_TEXT_
The thoughts and writings of a second career ELCA Lutheran pastor starting his second call in Oklahoma.
Formerly an inner-city recreation director and a high school football coach.
My thoughts are my own and do not reflect those of important people or organizations.
Here is the text from my sermon on March 12, 2017. The lesson is Luke 13:1-9, 31-35.
Last Monday was a day of remembrance for me.
Thirty-two years ago, on that day, on March 6th, I
had a cold. I know this because my cold caused me to sleep in my room at the
fraternity house I was living in at Alma College. Normally, I would have slept
in the unheated attic, along with most of my fraternity brothers. The attic
would be whatever temperature it was outside, and we would see who could stay
up there and endure the cold.
We were in college, but that doesn’t mean we were smart.
I had a cold that day, so I slept in my room, along with my
roommate. Around 7 am, we heard someone’s alarm clock going off. We assumed
that someone got up early, or had hit snooze and had gone to take a shower, and
we complained about their insensitivity.
Then our door was broken down. It wasn’t someone’s alarm clock.
It was a smoke detector. The house was on fire, and we were oblivious to it,
until someone realized we hadn’t gotten out of the house. If I had been in the
attic, I would have gotten out minutes earlier, when most everyone else was
awoken by the smoke detectors. Instead, Pat Byrne broke down our door to get us out.

_EXERCISE INPUT_
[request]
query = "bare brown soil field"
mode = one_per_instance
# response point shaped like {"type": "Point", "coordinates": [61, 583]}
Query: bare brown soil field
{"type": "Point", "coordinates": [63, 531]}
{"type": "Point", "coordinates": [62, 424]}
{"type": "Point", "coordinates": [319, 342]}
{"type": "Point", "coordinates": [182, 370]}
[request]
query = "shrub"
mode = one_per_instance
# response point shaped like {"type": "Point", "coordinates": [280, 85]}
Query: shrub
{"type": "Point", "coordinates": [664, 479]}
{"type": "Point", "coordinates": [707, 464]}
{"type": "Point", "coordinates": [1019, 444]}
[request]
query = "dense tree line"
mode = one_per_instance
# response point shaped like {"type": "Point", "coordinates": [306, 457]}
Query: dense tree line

_TASKS AND EXERCISES_
1. Switch "pastor" to "minister" in the sermon text, then give the part starting with "The thoughts and" and going on through "Luke 13:1-9, 31-35.".
2. Rewrite every line of the records above as a JSON list of strings, one string per line, leaving out blank lines.

_RESPONSES PER TASK_
1.
The thoughts and writings of a second career ELCA Lutheran minister starting his second call in Oklahoma.
Formerly an inner-city recreation director and a high school football coach.
My thoughts are my own and do not reflect those of important people or organizations.
Here is the text from my sermon on March 12, 2017. The lesson is Luke 13:1-9, 31-35.

2.
[
  "[request]",
  "query = \"bare brown soil field\"",
  "mode = one_per_instance",
  "# response point shaped like {\"type\": \"Point\", \"coordinates\": [61, 583]}",
  "Query: bare brown soil field",
  "{\"type\": \"Point\", \"coordinates\": [63, 531]}",
  "{\"type\": \"Point\", \"coordinates\": [62, 424]}",
  "{\"type\": \"Point\", \"coordinates\": [319, 342]}",
  "{\"type\": \"Point\", \"coordinates\": [182, 370]}",
  "[request]",
  "query = \"shrub\"",
  "mode = one_per_instance",
  "# response point shaped like {\"type\": \"Point\", \"coordinates\": [280, 85]}",
  "Query: shrub",
  "{\"type\": \"Point\", \"coordinates\": [664, 479]}",
  "{\"type\": \"Point\", \"coordinates\": [707, 464]}",
  "{\"type\": \"Point\", \"coordinates\": [1019, 444]}",
  "[request]",
  "query = \"dense tree line\"",
  "mode = one_per_instance",
  "# response point shaped like {\"type\": \"Point\", \"coordinates\": [306, 457]}",
  "Query: dense tree line"
]